## Task to carry out
Rewrite every one of the records with each "instance" swapped for "occurrence" and everything else left unchanged. Omit the pictures from your answer.

## Records provided
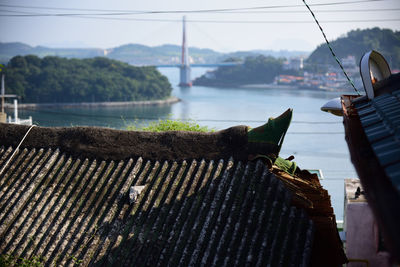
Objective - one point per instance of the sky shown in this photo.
(223, 25)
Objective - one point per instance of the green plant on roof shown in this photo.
(10, 260)
(171, 125)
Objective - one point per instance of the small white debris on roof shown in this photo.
(134, 193)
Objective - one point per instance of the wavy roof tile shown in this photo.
(70, 209)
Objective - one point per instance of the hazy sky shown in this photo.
(106, 23)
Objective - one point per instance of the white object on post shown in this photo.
(373, 68)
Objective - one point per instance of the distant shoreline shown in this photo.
(168, 101)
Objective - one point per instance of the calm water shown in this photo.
(315, 138)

## Exercise solution
Objective - one point per occurrence of the sky shown in this photo.
(223, 25)
Objective - one point per occurrence of the green plant on roof shown in this photo.
(10, 260)
(171, 125)
Objective - one point per occurrence of the small white debris on roof shown in this photo.
(134, 193)
Objective - one point per occurrence of the wavy roof tile shown in this photo.
(70, 209)
Objective - one point per occurrence of the hazy sky shown in this photo.
(106, 23)
Objective - one point per occurrence of the white object on post shown in this photo.
(373, 68)
Objective - one point per occurrence of the distant shoreline shown in this photo.
(168, 101)
Objective - one point per occurrence of the calm water shown in this photo.
(315, 138)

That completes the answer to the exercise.